*WHAT IS REQUIRED*
Check each line of the data for "interface" and select those that have it.

(Text-to-region grounding data)

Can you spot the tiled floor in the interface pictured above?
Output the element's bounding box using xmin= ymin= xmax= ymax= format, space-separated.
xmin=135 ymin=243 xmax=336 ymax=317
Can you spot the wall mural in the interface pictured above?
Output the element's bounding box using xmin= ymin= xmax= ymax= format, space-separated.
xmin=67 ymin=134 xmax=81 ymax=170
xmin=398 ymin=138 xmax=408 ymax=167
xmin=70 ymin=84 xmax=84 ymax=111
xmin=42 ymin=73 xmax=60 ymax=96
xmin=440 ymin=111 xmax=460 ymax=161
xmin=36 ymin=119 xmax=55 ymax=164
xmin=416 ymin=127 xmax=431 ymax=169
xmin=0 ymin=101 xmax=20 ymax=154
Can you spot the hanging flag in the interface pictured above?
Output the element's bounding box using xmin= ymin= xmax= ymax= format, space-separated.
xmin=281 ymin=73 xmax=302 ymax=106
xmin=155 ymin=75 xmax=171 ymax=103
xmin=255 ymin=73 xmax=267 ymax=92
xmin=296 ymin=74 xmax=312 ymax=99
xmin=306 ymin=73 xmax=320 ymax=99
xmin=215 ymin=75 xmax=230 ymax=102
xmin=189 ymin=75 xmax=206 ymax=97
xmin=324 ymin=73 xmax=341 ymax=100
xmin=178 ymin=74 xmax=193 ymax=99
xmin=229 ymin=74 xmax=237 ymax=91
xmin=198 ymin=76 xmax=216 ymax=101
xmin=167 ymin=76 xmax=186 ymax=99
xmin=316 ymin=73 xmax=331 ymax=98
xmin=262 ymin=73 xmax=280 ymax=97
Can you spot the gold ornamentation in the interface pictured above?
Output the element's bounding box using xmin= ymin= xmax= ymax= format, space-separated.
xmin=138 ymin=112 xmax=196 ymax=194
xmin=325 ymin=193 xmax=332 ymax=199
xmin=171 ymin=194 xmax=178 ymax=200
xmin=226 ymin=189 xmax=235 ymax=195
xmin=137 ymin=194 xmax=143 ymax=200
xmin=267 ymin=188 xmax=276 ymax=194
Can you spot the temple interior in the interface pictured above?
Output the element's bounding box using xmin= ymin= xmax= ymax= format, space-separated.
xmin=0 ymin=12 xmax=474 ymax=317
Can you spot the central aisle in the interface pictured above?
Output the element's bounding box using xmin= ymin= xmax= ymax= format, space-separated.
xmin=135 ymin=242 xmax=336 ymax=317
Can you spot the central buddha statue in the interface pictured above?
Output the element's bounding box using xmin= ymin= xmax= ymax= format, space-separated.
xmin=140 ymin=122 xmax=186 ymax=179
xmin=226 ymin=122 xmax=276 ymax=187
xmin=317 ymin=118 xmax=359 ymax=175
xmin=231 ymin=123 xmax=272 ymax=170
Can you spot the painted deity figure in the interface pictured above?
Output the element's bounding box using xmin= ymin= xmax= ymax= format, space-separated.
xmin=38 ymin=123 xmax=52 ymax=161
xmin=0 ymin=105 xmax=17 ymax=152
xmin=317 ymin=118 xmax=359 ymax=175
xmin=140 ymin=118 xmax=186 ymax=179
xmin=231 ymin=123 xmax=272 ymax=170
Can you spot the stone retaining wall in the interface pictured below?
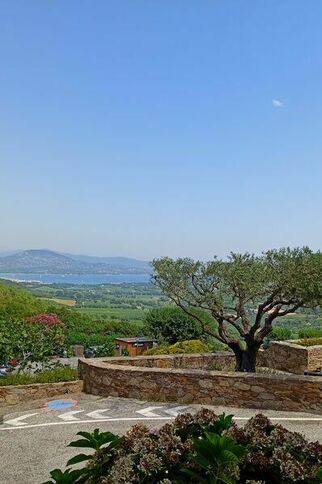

*EXPECTED ANSWER*
Can you spot the tiled floor in the interface pictured above?
Can you spot the wall mural in the interface pictured above?
Can you spot the hanging flag in the interface pictured above?
Can you spot the gold ornamentation in the interface pictured above?
Can you spot the temple interior in the interface pictured above?
Can you spot the central aisle in the interface pictured above?
Can you spot the central buddha statue in the interface pictured above?
Can you spot the painted deity figure in the interface pictured above?
Can you spot the stone retaining wall in the interface pictured below?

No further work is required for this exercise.